Supplied text:
In a tiny box of a room with no windows to keep out the freezing winter air sits Nazrin and her nine year old son Bashir. Tears pour down Nazrin’s face as she explains what has happened to her and her son since the Taliban took control of Kabul one and a half years ago. Before they arrived she taught in the Polytechnic where she was also provided with a staff apartment. Overnight her life changed.

Under the Taliban, women have been forbidden from work. They must not leave their homes unless covered in the all enveloping Burque which leaves a small piece of mesh across the eyes to enable the wearer to see. Women should not wear shoes which are either high heeled or that make any noise in case of attracting the attention of men and they are forbidden absolutely from talking to men in public places unless they are married.

Education for girls has been stopped and in an attempt to carry on teaching, illegal schools have been started in peoples homes where it is not uncommon to find up to twenty little girls learning to read and write. The punishments bestowed on the children, their families and more so, their teachers if they are found are extreme, the Taliban favour steel cables to beat people with. The little girls in these classrooms must sneak in and out of the buildings which house their schools and must lie about what they have done in the day for fear of Taliban retribution.

Excerpted data:
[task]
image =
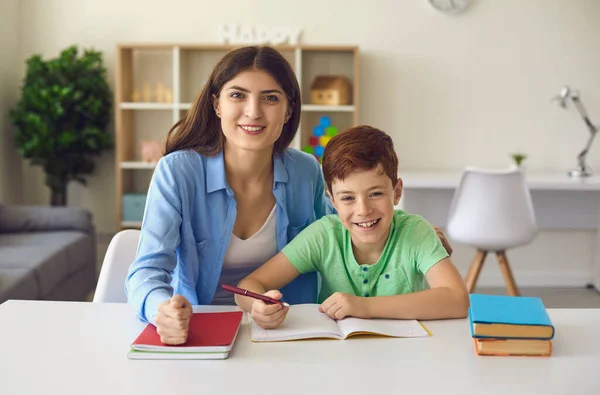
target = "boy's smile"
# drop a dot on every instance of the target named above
(365, 202)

Exercise prompt:
Reproduce, word for word, the entire account above of Nazrin and her son under Taliban rule in Kabul.

Task answer:
In a tiny box of a room with no windows to keep out the freezing winter air sits Nazrin and her nine year old son Bashir. Tears pour down Nazrin’s face as she explains what has happened to her and her son since the Taliban took control of Kabul one and a half years ago. Before they arrived she taught in the Polytechnic where she was also provided with a staff apartment. Overnight her life changed.

Under the Taliban, women have been forbidden from work. They must not leave their homes unless covered in the all enveloping Burque which leaves a small piece of mesh across the eyes to enable the wearer to see. Women should not wear shoes which are either high heeled or that make any noise in case of attracting the attention of men and they are forbidden absolutely from talking to men in public places unless they are married.

Education for girls has been stopped and in an attempt to carry on teaching, illegal schools have been started in peoples homes where it is not uncommon to find up to twenty little girls learning to read and write. The punishments bestowed on the children, their families and more so, their teachers if they are found are extreme, the Taliban favour steel cables to beat people with. The little girls in these classrooms must sneak in and out of the buildings which house their schools and must lie about what they have done in the day for fear of Taliban retribution.